Brontekst:
+ + + +

Iemand die zich graag te buiten ging aan het weergeven van geluiden was de Amerikaan Don Martin, en waarschijnlijk is hij ook de enige tekenaar die er een zekere faam aan ontleent. Zijn strips, die verschenen in het tijdschrift Mad, maken vaak een nogal luidruchtige indruk vanwege de plastische onomatopeeën die hij gebruikt. Als iemand worstelt met een strook weerbarstig behangpapier klinkt dat als ‘Skliksklush-shklakle-splak-fip-thwat-fap-sitthump-kkchk-crackle-krunch’, en een woudloper die door het bos rent, klinkt als ‘Snap-krak-smash-krash-thump-fushkrakle-spamp’.
| |
Kalligrafie
In Japan wordt de kunst van het lawaai anders beoefend dan bij ons. Japanse karakters zijn veel kalligrafischer dan onze fabrieksmatige lettertypes. Er zit meer ‘handschrift’ in: je kunt de snelle polsbeweging van de kalligraaf bij wijze van spreken nog traceren, en dat verhoogt de dynamiek van de tekening. Een voorbeeld is te vinden in Keiji Nakazawa's Barefoot Gen - een getekend verslag van het bombardement op Hiroshima. In de Engelse vertaling wordt het woord WHOOSH gebruikt om de verwoestende schokgolf van de atoombom ‘hoorbaar’ te maken: het verschijnt te midden van een werveling van dakpannen en bakstenen. Maar in het Japanse origineel staat er ‘go-go’. Dat klinkt niet alleen anders, het stáát ook anders. De woordjes versterken de compositie van de tekening.
Japanners gaan overigens nogal ver in hun onomatopeegebruik - ze passen ze zelfs toe als er van geluid geen sprake is: in zijn boek Manga! Manga! The World of Japanese Comics vertelt Frederick L. Schodt dat Japanners zelfs onomatopeeën hebben voor blozen, en voor het dwarrelen van een herfstblad.

+ + + +

Wat wordt verwacht: Geef uit de tekst over klanknabootsingen in strips het gedeelte letterlijk weer dat begint bij "Japanners gaan overigens" en doorloopt tot en met "van een herfstblad.".

Vastgelegde gegevens:
+ + + +

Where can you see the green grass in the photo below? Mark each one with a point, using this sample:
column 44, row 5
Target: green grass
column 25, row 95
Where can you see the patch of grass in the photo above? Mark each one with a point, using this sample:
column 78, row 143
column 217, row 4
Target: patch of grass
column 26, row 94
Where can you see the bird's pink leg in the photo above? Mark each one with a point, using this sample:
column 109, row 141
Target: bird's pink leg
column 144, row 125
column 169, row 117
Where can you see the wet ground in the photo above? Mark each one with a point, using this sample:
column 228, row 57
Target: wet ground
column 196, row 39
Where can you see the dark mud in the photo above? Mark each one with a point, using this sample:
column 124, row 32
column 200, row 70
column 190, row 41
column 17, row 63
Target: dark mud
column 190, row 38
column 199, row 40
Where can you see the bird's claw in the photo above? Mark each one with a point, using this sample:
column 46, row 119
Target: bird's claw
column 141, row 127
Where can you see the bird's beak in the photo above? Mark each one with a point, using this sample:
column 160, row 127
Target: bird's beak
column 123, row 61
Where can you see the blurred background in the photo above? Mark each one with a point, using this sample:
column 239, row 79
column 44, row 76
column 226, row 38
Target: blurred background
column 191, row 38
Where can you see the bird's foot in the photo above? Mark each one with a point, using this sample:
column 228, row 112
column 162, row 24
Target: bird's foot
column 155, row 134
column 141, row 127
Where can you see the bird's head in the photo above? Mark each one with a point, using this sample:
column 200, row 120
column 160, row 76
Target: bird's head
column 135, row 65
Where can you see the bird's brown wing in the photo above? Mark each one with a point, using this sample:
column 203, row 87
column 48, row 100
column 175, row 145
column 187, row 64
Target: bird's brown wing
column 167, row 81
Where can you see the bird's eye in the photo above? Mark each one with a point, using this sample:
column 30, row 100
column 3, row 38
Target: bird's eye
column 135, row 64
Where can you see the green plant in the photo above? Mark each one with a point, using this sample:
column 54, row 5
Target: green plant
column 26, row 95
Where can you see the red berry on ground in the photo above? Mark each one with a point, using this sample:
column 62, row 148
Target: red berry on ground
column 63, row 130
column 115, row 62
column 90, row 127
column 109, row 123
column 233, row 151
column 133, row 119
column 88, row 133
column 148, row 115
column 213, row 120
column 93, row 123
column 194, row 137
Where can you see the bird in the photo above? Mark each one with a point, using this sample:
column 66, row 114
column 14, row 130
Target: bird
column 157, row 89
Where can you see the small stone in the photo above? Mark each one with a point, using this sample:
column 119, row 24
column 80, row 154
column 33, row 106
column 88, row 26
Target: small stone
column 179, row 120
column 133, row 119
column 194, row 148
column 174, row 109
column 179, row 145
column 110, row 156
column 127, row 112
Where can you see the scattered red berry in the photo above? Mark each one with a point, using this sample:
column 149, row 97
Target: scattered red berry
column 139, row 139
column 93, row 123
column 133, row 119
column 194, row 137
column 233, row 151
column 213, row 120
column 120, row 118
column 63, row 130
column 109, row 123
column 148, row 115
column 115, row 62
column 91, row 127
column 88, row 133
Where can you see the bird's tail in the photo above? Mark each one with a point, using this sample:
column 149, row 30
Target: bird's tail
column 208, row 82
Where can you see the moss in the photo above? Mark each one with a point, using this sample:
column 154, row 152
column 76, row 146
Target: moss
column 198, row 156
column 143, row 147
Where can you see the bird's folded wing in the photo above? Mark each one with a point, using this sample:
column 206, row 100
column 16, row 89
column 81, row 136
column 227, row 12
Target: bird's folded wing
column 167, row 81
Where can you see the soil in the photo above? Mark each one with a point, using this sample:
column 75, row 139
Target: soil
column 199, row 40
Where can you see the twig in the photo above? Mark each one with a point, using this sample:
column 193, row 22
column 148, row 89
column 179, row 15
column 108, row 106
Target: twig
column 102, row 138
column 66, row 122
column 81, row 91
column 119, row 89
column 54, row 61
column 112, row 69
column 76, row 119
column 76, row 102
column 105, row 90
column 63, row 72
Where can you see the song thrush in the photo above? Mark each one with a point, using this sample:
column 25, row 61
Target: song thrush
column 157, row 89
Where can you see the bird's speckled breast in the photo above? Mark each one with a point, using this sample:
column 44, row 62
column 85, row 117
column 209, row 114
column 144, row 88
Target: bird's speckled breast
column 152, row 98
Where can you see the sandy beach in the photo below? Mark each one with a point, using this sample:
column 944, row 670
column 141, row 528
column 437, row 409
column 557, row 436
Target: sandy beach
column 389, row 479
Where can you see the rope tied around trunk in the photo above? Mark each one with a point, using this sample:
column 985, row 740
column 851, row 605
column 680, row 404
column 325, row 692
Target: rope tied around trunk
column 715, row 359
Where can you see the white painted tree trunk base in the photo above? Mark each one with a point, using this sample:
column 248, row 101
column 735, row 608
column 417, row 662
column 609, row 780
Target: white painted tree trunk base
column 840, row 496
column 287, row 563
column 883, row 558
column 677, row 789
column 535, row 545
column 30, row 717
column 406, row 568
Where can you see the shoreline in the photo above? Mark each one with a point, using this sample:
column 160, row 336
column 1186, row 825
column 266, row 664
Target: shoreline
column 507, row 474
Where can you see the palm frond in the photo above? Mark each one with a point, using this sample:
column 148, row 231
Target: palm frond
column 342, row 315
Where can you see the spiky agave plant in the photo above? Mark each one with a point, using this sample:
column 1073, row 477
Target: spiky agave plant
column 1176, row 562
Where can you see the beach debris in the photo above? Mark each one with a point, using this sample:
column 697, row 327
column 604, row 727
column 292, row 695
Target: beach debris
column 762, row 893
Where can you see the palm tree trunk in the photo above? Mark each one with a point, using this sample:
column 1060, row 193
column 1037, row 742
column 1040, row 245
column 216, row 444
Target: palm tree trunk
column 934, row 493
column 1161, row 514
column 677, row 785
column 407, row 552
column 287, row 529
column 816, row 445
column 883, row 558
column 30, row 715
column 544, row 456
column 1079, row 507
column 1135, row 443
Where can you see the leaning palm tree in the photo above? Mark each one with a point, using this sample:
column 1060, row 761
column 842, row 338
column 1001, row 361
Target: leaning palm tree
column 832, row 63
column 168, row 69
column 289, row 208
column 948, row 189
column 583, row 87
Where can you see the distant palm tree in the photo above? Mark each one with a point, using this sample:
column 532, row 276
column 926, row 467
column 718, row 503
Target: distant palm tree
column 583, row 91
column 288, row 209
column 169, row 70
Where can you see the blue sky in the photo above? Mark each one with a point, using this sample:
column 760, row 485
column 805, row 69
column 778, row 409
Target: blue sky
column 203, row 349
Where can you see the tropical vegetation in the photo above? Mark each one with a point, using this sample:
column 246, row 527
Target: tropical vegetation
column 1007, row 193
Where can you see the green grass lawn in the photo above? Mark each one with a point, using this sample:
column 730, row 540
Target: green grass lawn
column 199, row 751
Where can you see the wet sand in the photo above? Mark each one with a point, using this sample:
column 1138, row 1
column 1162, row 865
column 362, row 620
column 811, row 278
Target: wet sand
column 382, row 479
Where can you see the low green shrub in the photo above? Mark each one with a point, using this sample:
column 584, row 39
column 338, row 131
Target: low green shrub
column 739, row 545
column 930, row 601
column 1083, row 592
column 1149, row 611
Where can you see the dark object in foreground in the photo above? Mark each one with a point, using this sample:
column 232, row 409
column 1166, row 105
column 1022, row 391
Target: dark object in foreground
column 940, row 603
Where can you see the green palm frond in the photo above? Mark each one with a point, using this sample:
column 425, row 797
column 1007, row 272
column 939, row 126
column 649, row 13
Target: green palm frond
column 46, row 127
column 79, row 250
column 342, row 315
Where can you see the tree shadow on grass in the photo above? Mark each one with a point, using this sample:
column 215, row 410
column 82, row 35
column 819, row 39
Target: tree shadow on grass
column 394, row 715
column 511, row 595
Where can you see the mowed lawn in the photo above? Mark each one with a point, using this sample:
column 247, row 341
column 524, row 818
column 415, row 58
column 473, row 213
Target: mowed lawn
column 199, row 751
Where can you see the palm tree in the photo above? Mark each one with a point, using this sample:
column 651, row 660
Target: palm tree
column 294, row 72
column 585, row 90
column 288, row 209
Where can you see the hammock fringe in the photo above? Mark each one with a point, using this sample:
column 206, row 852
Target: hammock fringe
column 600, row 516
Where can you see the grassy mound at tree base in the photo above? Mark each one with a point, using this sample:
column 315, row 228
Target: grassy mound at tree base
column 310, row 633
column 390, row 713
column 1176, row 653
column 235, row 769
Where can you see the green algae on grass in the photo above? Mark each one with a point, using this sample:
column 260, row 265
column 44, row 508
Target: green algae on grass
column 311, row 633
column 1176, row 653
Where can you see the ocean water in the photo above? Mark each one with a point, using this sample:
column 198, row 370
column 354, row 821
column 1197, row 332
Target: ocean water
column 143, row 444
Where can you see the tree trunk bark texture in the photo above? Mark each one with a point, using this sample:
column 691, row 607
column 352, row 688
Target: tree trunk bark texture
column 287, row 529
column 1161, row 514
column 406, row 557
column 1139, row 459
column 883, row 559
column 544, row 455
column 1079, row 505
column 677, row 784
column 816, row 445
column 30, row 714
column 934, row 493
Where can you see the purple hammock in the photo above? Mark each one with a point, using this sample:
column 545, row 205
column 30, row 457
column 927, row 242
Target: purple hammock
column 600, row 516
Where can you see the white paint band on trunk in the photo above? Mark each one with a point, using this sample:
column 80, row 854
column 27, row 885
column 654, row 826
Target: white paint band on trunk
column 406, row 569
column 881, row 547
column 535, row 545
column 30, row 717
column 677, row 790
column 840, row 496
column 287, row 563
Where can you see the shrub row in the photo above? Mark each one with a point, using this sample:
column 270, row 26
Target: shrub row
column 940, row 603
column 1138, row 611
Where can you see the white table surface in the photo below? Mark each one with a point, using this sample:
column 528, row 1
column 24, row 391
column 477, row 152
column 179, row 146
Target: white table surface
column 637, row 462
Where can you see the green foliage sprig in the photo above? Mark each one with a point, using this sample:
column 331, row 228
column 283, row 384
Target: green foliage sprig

+ + + +

Uitwerking oefening:
Japanners gaan overigens nogal ver in hun onomatopeegebruik - ze passen ze zelfs toe als er van geluid geen sprake is: in zijn boek Manga! Manga! The World of Japanese Comics vertelt Frederick L. Schodt dat Japanners zelfs onomatopeeën hebben voor blozen, en voor het dwarrelen van een herfstblad.